• Consignes à suivre
1. Selon le texte sur la dernière création de Robert Lepage, qu'est-ce qui rend le spectacle fluide et sans rupture ? Expliquez-le en une à trois phrases.
2. Traduisez en anglais la phrase suivante du texte sur la pièce de Robert Lepage : « Le dispositif est celui d’une scène circulaire dont les mouvements sont réglés par un dispositif de trappes et de cintres maniés par une équipe technique d’une redoutable efficacité. »
3. Reproduisez tel quel le passage du texte sur la pièce de Robert Lepage qui commence par les mots « Vegas est un trou du diable » et se termine par « d’une redoutable efficacité. ».

• Extrait fourni
####
Robert Lepage propose sa dernière création "Jeux de cartes 1 : PIQUE". La scène se déroule dans le monde clos des hôtels internationaux et des casinos, elle pourrait tout à fait être annoncée par un bonimenteur de music-hall, factice artefact de Presley "el vice", Vegas Destination Vegas : Dernière escale avant le désert ! Tant l’atmosphère dégagée est celle d’une fin de cycle pour tous les personnages qui composent la pièce.



© Érick Labbé.
© Érick Labbé.
Car c’est à Vegas que viennent s’échouer et échouer les repentis du jeu et de l’alcool, les latinos clandestins, les couples naïfs, les barmans rapaces, les soldats qui se préparent au théâtre de la guerre.
Vegas est un trou du cul du monde.
Vegas est un trou du diable qu’une trombe finale vient évacuer.
Vegas est une vaste enc… en langage moderne. Comptant pour rien.
Vanité des vanités.

La fable conduite par Robert Lepage est simple, simpliste même, et le jeu use et abuse des clichés des novellas, des docufictions, des téléréalités et divers flux d’infos en continu. Rêves de clinquant.
Le dispositif est celui d’une scène circulaire dont les mouvements sont réglés par un dispositif de trappes et de cintres maniés par une équipe technique d’une redoutable efficacité.

© Érick Labbé.
© Érick Labbé.
Comme l’image produite est parfaite, léchée, comme les effets et les recherches formelles sont réussies, comme les comédiens apportent une présence précise, dense et contenue, le spectacle proposé est fluide et sans rupture.

Et du coup, paradoxalement, parce que le récit est conduit en mimétisme d’un monde qui n’a d’épaisseur qu’une surface esthétisée, le spectacle existe sans écart critique.
####
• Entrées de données
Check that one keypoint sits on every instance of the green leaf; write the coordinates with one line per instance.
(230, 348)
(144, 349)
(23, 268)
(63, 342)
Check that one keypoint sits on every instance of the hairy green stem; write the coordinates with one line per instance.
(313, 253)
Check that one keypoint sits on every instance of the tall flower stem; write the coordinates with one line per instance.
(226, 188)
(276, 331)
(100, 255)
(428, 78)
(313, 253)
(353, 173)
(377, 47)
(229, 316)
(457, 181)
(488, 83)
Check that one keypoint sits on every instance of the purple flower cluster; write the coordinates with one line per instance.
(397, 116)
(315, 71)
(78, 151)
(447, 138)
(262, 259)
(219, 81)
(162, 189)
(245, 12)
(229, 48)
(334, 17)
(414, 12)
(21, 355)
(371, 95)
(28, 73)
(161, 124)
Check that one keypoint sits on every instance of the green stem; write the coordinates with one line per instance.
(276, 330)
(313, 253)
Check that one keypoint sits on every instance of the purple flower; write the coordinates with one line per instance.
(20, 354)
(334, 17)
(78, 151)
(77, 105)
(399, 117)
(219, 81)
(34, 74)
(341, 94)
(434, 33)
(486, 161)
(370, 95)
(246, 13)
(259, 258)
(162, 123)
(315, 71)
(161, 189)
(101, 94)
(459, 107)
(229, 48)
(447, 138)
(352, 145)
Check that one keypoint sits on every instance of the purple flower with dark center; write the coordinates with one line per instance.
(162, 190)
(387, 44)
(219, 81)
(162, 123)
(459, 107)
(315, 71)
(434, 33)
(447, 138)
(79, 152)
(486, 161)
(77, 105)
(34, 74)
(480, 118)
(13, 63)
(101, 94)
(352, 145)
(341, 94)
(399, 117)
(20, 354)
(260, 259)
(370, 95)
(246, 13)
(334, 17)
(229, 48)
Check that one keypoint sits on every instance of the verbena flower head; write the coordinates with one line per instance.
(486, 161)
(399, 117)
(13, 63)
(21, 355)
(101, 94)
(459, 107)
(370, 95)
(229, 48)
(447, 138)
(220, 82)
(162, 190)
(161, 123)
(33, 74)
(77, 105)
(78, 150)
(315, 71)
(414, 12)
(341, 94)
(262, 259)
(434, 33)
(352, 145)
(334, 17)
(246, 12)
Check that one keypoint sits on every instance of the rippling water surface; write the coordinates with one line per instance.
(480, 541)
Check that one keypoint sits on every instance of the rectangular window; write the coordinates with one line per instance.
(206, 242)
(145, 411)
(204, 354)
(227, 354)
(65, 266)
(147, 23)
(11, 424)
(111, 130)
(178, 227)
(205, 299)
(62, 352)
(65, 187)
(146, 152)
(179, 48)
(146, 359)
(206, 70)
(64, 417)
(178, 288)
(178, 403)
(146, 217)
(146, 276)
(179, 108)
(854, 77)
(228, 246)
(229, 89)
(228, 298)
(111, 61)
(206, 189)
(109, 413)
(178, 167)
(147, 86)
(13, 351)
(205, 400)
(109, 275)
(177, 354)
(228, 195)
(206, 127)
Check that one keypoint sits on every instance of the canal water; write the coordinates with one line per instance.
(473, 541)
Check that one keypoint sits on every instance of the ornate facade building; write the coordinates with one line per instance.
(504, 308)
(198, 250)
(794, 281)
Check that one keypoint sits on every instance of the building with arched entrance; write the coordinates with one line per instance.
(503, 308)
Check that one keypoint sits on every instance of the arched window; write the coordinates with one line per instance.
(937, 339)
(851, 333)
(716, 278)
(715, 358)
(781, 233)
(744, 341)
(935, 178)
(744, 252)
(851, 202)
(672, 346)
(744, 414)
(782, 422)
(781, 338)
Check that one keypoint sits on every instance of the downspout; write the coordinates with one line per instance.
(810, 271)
####
• Réponses attendues
1. Le spectacle est fluide et sans rupture parce que l'image produite est parfaite et léchée et que les effets et les recherches formelles sont réussis. Les comédiens y apportent en outre une présence précise, dense et contenue.

2. The setup is that of a circular stage whose movements are controlled by a system of trapdoors and fly bars operated by a formidably efficient technical crew.

3.
Vegas est un trou du diable qu’une trombe finale vient évacuer.
Vegas est une vaste enc… en langage moderne. Comptant pour rien.
Vanité des vanités.

La fable conduite par Robert Lepage est simple, simpliste même, et le jeu use et abuse des clichés des novellas, des docufictions, des téléréalités et divers flux d’infos en continu. Rêves de clinquant.
Le dispositif est celui d’une scène circulaire dont les mouvements sont réglés par un dispositif de trappes et de cintres maniés par une équipe technique d’une redoutable efficacité.